# Data
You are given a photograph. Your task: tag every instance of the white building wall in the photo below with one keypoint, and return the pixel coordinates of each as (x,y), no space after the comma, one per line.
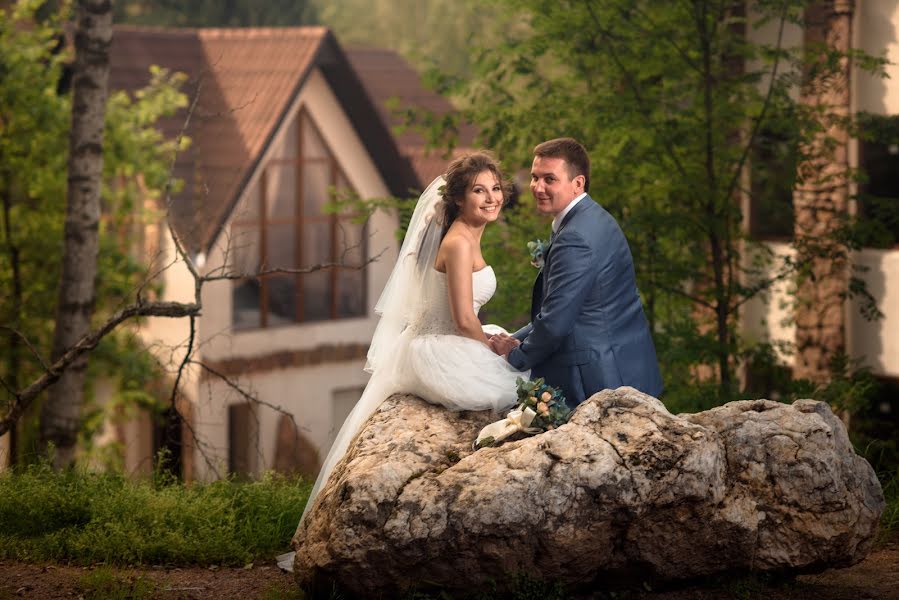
(875,30)
(306,392)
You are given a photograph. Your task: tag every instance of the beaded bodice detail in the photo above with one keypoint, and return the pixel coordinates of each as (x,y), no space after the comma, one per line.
(436,316)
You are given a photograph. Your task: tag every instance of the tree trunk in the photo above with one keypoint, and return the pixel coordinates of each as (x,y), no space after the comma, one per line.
(60,416)
(822,198)
(14,357)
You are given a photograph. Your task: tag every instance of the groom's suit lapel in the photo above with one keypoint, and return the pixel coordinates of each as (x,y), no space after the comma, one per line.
(538,291)
(577,208)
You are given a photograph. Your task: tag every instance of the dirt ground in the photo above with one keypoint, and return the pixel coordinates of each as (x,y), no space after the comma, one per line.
(875,578)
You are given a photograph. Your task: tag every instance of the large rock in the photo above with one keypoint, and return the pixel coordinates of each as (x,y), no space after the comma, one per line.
(625,492)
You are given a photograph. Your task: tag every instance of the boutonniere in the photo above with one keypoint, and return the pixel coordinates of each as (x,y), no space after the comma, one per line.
(537,249)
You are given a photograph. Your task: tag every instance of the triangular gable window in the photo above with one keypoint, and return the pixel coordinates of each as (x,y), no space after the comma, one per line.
(283,225)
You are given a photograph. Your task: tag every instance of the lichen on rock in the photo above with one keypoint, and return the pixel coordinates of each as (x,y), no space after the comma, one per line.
(624,492)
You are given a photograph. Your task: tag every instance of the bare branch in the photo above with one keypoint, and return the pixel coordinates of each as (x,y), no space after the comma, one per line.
(22,399)
(28,343)
(236,387)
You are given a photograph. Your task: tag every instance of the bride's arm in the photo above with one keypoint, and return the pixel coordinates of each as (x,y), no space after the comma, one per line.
(459,261)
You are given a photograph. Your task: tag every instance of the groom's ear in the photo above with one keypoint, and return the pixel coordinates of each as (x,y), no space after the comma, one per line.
(580,181)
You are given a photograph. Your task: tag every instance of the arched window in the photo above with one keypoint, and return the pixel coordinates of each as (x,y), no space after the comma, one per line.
(283,224)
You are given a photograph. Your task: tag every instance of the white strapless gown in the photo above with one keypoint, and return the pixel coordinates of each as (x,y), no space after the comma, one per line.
(432,361)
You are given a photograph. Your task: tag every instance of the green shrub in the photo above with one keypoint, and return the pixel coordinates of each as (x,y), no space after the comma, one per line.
(85,518)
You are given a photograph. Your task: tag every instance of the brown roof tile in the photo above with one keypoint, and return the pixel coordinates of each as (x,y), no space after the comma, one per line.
(247,78)
(389,79)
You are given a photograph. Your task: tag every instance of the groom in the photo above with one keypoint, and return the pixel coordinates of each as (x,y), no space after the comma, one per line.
(587,330)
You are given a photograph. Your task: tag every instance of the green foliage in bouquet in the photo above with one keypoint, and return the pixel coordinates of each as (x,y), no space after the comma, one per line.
(548,402)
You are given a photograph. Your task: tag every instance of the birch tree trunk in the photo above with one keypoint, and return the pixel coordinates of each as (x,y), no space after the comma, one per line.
(60,415)
(822,197)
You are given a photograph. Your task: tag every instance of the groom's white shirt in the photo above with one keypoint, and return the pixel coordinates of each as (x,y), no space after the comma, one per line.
(561,216)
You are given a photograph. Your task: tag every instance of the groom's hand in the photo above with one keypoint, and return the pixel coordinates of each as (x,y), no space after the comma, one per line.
(502,344)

# Exercise description
Return all of the items above verbatim, leaving out the picture.

# Exercise output
You are given a photograph. Your task: tag every instance of the white building wall in the photo below with one keypoint, and return the pixel coordinates of each as (x,y), no space after the comma, one per line.
(875,30)
(306,392)
You are given a photograph. Your task: tag every instance of the beaded bodice detail in the photo above with one keypoint, and return the pixel coordinates of each as (x,y), no space after the comma, one per line.
(436,316)
You are given a photograph. Your task: tag every instance of the tree trunk in the photo above with one keypoint, and return the pixel coordinates of each as (x,y), no space after the comma, one per line.
(60,416)
(822,198)
(14,357)
You are given a photograph. Your task: tag every instance of the groom's suit lapel in the photo above with one keypoint, and return the pixel coordinates of each as (x,y), no space after the comma, one per line.
(538,291)
(577,208)
You are given a photograph. Your task: tag every instance of the dirt ground in the photo above with one keypoint, and return the pixel coordinates of each as (x,y), no space after the comma, one per line.
(875,578)
You are given a photograph. Your task: tag every instance of the large rock in the photo above with one keypoint, and return the pixel coordinates of each as (x,y), no space after the comma, one per line.
(625,492)
You are given a photograph. Your task: tag every instance of the boutonniere in the photo above with one keypoint, and return the pixel coordinates of each as (x,y), no space after the comma, one per line.
(537,249)
You are given a photograph. Your task: tag every instance of the triangular gable window in the photo above with one keypoint, and return the pixel coordinates of each as (x,y), no space after the comma, one per line.
(283,225)
You are given a photograph. Your task: tag every instance of the lichen on rock in the photo above with one keypoint, and return the pixel coordinates of each as (x,y), no space after the comma, one per line.
(624,492)
You are given a photograph. Your task: tag every instance of the bare branch in the photo above with one keypoint, and return the pixel coordinates of each as (x,y), no space after the comma, one per line.
(22,399)
(28,343)
(236,387)
You are given a photograph. Your task: tag every instance of the bride's arm in the photo above with one keypoint, and return the pixel coordinates of each as (x,y), no space after the comma, one per line.
(459,261)
You are given a photograph. Your task: tag every instance of the groom's ear in the photo above with one keypoint, and return the pixel coordinates of each as (x,y), no space after the comma, one per line.
(580,181)
You are given a photograph. Your task: tag every instance of the arched window in the photo above with one keypoint, and return the pixel coordinates of each as (x,y), no space after the comma, one per line.
(283,224)
You are given a photograph. Your task: tag every instance of the white strapless gown in the photo above with one keypoint, and return the pixel coordinates of each as (x,y), no space after the comma, one per line.
(432,361)
You are given a photograph. Your task: tag every instance of the green shrub in the photo above with one keypoint, and return the pixel coordinates of each as (x,y), no space after the comma, one per line.
(85,518)
You are given a photograph. Your task: tag every instance of the brown roof tile in the photo above with one keypoint, and return the pixel coordinates of each as (x,y), no space after the comma, one per line.
(247,78)
(389,79)
You are given a photograph. Your task: tag every instance of the groom in the photo above with one keypoint, and return the pixel coordinates of each as (x,y), no space after the comma, one per line.
(587,330)
You are given a photograph. Your task: tag every instance of the green foliage in bouquet in the photo above with one keypoint, and return the pixel coordinates of each as (x,y), no space after the comma, one per line.
(548,402)
You are given a photograph. Your task: tag every instance of the birch tree trunk in the photo above with one keypoint, and return the pixel coordinates of each as (x,y), no space after the comma, one per line.
(60,415)
(822,197)
You are given a photograph. Your task: tag every instance of the groom's white shirt in the photo above with one keypoint, and return the pixel coordinates of each as (x,y), no space after the comma, one per line.
(561,216)
You are given a photograph. Your task: tag every instance of the groom's hand in the photo above with one keypoint, and return the pixel coordinates of each as (x,y), no space after the comma, one per line.
(502,344)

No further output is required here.